» 文档节选
════
2013-09-16 08:12:16Morris

[UVA][dp] 11125 - Arrange Some Marbles

Problem H
Arrange Some Marbles
Input: Standard Input

Output: Standard Output

 

you are given some marbles of n different color. You have to arrange these marbles in a line. The marbles adjacent with same color form a group. In each group there can be 1 to 3 marble. Adjacent group should have different color and size. The first and last group also should have different color and size. You are given the number of each of these n marbles. You have count the number of ways you can arrange them in a line maintaining the above constraints. For example you have 4 red marbles and 4 green marbles. You can arrange them in the following 8 way  - GGGRRGRR, GGRGGRRR, GGRRRGGR, GRRGGGRR, RGGRRRGG, RRGGGRRG, RRGRRGGG, RRRGGRGG.
════
带注释的坐标记录
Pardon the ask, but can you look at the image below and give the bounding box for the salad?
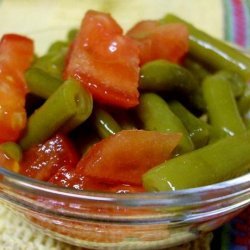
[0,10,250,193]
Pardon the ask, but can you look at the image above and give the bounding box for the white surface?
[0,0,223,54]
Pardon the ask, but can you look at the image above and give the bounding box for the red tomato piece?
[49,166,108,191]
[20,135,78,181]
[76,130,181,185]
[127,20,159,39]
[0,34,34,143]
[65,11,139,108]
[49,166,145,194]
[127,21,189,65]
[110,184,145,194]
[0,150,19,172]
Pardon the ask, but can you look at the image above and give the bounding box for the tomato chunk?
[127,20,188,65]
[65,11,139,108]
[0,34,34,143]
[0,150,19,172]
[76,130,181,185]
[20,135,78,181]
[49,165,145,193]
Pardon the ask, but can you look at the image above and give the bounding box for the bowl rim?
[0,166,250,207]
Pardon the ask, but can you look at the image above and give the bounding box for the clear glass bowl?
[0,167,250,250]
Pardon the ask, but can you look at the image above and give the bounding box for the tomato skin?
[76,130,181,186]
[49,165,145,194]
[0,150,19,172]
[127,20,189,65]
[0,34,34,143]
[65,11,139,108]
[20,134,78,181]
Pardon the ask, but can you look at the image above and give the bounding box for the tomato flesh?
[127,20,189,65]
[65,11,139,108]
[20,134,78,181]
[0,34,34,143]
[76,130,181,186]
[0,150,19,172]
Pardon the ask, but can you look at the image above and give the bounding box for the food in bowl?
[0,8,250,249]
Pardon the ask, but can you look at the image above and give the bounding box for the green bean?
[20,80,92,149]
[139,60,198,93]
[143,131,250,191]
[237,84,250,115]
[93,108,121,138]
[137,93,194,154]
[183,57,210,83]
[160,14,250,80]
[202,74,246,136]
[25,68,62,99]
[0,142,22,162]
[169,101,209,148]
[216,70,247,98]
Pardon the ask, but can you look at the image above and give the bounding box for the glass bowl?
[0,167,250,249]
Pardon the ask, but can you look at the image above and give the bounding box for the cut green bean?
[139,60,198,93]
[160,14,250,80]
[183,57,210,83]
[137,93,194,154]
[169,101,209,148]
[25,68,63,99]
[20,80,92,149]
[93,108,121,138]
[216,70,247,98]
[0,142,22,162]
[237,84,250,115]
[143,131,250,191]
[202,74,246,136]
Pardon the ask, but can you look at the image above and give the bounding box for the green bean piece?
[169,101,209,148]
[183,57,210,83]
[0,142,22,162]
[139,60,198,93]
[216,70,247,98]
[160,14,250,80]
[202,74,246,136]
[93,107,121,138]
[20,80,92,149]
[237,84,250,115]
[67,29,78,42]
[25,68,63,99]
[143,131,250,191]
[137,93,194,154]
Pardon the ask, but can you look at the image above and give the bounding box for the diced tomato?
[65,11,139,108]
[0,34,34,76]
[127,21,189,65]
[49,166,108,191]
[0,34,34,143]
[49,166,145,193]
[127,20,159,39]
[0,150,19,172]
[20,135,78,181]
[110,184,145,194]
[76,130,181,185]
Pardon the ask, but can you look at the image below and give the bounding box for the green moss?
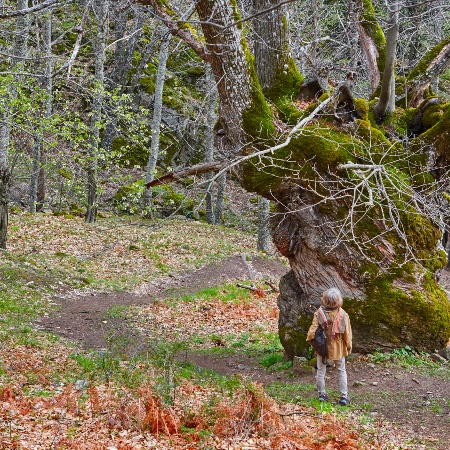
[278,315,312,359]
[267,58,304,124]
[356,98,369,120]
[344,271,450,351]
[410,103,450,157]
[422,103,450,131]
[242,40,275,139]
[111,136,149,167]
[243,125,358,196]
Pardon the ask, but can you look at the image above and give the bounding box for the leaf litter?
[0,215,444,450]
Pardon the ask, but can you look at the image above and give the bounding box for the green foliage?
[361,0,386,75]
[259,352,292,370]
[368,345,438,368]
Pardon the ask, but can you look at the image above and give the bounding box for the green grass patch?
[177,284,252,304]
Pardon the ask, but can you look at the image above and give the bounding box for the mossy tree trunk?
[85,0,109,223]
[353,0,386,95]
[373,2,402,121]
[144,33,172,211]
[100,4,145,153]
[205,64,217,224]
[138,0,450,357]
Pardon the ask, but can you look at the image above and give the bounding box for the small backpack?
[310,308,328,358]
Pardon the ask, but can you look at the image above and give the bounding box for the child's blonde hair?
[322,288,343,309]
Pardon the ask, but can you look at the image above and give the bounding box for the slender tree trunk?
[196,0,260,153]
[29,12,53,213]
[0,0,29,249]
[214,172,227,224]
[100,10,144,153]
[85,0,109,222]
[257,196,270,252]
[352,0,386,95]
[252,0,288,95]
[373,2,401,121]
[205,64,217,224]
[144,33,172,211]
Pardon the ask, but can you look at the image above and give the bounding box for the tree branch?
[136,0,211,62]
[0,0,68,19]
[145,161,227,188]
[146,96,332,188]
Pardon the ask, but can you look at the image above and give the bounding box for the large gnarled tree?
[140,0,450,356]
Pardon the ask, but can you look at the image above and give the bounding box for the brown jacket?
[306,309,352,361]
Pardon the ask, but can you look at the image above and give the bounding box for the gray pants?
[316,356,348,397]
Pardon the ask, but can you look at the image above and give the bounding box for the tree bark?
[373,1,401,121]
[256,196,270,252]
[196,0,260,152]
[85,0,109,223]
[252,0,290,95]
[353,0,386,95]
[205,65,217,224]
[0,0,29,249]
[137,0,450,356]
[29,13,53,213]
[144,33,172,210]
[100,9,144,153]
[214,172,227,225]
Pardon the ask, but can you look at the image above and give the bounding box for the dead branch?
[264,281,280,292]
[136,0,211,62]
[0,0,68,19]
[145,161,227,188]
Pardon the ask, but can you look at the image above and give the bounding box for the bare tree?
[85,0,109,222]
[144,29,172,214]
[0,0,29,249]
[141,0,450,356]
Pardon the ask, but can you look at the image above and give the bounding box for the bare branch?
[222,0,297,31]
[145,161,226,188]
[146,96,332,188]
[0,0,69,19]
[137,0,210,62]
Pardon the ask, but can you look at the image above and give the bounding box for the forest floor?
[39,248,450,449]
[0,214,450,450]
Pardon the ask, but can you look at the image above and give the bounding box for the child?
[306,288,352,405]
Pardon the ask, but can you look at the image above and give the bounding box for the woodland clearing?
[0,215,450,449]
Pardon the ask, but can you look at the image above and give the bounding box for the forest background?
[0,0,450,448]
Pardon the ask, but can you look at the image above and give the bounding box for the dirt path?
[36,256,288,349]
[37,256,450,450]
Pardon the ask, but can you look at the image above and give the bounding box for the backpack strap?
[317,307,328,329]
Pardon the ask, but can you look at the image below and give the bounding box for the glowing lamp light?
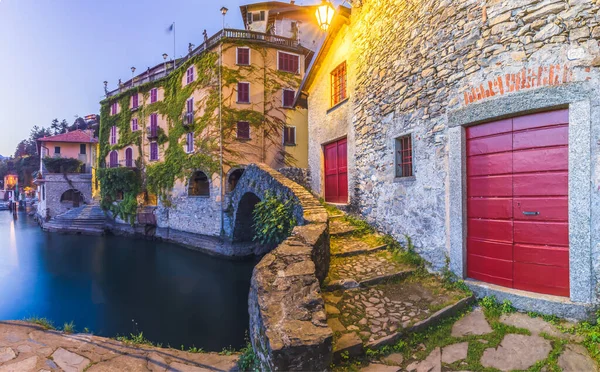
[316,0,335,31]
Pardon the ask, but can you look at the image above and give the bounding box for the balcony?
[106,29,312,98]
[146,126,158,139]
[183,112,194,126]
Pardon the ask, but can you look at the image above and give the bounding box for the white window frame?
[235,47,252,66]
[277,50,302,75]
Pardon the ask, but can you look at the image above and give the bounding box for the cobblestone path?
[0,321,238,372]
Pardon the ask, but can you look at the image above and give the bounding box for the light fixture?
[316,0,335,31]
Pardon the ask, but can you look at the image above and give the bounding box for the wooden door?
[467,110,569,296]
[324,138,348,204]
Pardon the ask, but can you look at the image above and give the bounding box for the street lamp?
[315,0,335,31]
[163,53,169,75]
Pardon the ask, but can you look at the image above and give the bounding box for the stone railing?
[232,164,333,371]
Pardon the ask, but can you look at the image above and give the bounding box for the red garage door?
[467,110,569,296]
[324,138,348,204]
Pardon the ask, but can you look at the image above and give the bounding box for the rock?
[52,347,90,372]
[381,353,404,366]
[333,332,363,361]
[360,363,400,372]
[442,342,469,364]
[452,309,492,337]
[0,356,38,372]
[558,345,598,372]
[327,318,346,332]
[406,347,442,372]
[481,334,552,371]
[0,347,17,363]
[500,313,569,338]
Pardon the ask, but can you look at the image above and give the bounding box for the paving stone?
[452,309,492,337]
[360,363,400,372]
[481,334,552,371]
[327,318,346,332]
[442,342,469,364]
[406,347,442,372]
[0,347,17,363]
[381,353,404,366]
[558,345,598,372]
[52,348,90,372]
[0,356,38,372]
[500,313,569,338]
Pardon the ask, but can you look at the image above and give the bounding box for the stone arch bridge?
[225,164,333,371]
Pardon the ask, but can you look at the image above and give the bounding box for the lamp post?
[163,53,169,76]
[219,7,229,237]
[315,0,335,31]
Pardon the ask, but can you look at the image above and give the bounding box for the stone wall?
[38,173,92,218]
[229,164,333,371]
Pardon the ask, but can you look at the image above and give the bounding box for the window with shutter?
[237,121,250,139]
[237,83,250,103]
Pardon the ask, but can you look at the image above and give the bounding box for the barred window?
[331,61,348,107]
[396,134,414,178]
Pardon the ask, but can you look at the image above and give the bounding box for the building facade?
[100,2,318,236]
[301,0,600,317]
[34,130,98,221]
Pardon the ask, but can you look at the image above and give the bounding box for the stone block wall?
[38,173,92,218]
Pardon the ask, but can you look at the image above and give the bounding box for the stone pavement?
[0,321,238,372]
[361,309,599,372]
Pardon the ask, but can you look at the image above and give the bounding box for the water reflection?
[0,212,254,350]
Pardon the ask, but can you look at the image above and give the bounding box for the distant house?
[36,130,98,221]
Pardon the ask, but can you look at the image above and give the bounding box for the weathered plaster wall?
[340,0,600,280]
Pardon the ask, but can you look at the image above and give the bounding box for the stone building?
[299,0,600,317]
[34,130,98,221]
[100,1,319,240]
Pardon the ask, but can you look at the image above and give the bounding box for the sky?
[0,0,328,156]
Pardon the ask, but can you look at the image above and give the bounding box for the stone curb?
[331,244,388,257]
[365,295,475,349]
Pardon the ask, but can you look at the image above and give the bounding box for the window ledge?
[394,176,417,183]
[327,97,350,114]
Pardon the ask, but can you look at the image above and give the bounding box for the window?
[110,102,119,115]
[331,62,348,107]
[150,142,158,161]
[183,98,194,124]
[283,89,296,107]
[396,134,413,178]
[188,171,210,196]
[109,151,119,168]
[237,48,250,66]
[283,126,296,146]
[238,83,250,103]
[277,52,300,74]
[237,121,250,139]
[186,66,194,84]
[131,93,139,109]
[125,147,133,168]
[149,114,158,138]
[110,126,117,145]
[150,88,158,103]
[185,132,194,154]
════
» 任务说明
- a) 把记录中从含有“glowing lamp light?”的那一行起、到含有“[277,50,302,75]”的那一行止的部分（首尾两行都算在内）表示为两列 CSV，列名分别为“提问”和“答复”。每条提问占一行，提问文字与对应答复各放在一个带引号的字段里，换行一律改成空格，图片不要写进结果。
- b) 接着那篇讲弹珠排列计数题的文档节选往下写，从它最后一句之后开始。
上面的文档与这些记录彼此并无关联。

» 各题答案
- a)
提问,答复
"Pardon the ask, but can you look at the image below and give the bounding box for the glowing lamp light?","[316,0,335,31]"
"Pardon the ask, but can you look at the image above and give the bounding box for the balcony?","[106,29,312,98] [146,126,158,139] [183,112,194,126]"
"Pardon the ask, but can you look at the image above and give the bounding box for the white window frame?","[235,47,252,66] [277,50,302,75]"

- b)
Input

Input contains multiple number of test cases. The first line contain the number of test cases t (t<3000). Each of the next line contains one test case. Each test case starts with n (1 ≤ n ≤ 4) the number of different color. Next contains n integers. The i'th integer denotes the number of marble of color i. The number of marbles of any color is within the range 0..7 (inclusive). The color of the marbles are numbered from 1 to n.

 

Output

For each test case output contains one integer in one line denoting the number of ways you can arrange the marbles.

 

Sample Input                          Output for Sample Input

6

2 3 3

2 4 4

2 6 6

3 3 4 5

3 4 5 6

4 2 3 4 5

 

0

8

12

174

1234

1440

 


Problem-setter: Abdullah al Mahmud

Special Thanks: Mohammad Sajjad Hossain

題目描述:

每次放置相同顏色的彈珠,每團最多 1~3 顆,且相鄰不可同色,同時最後一團與第一團的顏色和個數都要不同。

給定每種顏色的彈珠個數,問有多少種排列方法。

題目解法:


由於最多四種顏色,每種最多 0~7 顆。

因此狀態有 8*8*8*8。

又考慮第一團與最後一團的顏色個數,因此多 *8*4*8*4。

每次考慮在排列中的最前方增加新的一團。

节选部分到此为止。